##### EXTRACT PROVIDED #####

Jump to content
UltravioletPhotography

Night GBU in town


OlDoinyo

Recommended Posts

A couple of evenings ago, I took the camera out in the gloom and fog to record some street scenes in GBU. The Sony A900 was used with the Steinheil Cassar-S lens at f/16 and ISO 100, capped with either the Kolari deconverter (visible) or the Baader U2 (ultraviolet.) The results follow:

 

post-66-0-50300600-1580153784.jpg

 

post-66-0-39433600-1580153832.jpg

 

post-66-0-98156500-1580153938.jpg

 

Light sources (such as LED) which are visible-white but produce little or no UV show up distinctly yellow, as might be expected. More whitish sources are most likely some form of mercury- or sodium-vapor lamps. The McDonald's arches turn orange-red. There is undoubtedly some IR contamination in the U->B channel, however. Also, it is extremely difficult to white-balance a GBU image at night, due to the lack of any sort of reference target in the images; what you see is inevitably approximate or even arbitrary.

##### RECORDED DATA #####

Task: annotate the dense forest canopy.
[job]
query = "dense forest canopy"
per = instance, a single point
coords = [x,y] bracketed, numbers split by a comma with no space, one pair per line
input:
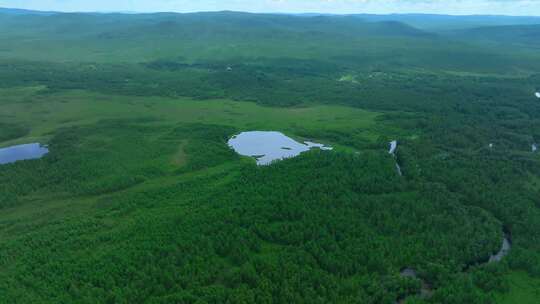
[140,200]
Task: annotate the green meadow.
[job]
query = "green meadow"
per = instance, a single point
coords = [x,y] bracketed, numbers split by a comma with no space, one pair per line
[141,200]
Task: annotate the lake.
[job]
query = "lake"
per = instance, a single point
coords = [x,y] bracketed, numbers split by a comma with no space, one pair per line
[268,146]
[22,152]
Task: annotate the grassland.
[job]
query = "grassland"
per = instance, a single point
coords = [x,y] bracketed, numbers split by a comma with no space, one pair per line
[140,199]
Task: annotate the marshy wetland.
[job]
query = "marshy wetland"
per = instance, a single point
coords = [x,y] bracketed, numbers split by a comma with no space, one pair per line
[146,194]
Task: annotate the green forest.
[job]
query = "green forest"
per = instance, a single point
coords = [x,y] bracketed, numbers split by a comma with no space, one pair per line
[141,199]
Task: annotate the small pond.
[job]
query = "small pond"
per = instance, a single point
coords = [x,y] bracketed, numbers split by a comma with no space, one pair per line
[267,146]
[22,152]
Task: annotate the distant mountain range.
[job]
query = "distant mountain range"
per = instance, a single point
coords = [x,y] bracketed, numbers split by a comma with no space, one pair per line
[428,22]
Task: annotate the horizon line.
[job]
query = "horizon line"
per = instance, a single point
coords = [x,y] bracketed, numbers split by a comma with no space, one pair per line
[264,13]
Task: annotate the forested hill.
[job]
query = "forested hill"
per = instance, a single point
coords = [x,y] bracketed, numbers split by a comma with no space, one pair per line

#####

__STATED GOAL 1__. According to the forum post about night GBU street scenes, which lens was mounted on the Sony A900?
__STATED GOAL 2__. Write the next part of the forum post about night GBU street scenes, picking up right after its final sentence.

__TASK RESULT 1__. The Steinheil Cassar-S lens.

__TASK RESULT 2__.
 

I close with a plain UV shot of the Hooterville Pig sign. Display intent is BGR.

 

post-66-0-65698300-1580154363.jpg

Link to comment

I notice that the colors are strange for UV photographs, but as you said there can be IR contaminations (I think that I would have used a filter with at least OD 5 to do this), and you had trouble to WB in almost total darkness. This is what I would have expected:

-Blue-indigo for LEDs (they emit very little UV, and the UV they emit is definitely towards longer wavelengths. Probably nothing below 380 nm.

-Strong yellow for mercury lamps, because of the 365 nm I-line (the 405 nm H-line should be blocked by the Baader U).

-Definitely NO reds.

-Greens are also strange, they should appear in deep UVA and UVB, around 340 nm. I don't think there is much of this wavelength at night, also because mercury doesn't have any strong line there.

Link to comment
OK, so white means equal amounts of UV, green and blue, yellow means equal amounts of green and blue with no UV, green means only blue, red only green and finally blue only UV. Now everything makes a lot more sense. So you have yellow LEDs and red McDonald's sign (which is normally yellow, and this means that it contains green, no blue and no UV). And does the white color of some lamps mean that they emit a significant amount of UV? They should be filtered against UV, for safety and "discoloration" reasons (UV tends to damage plastics and paints, so you don't want it on a plastic cover or something like that).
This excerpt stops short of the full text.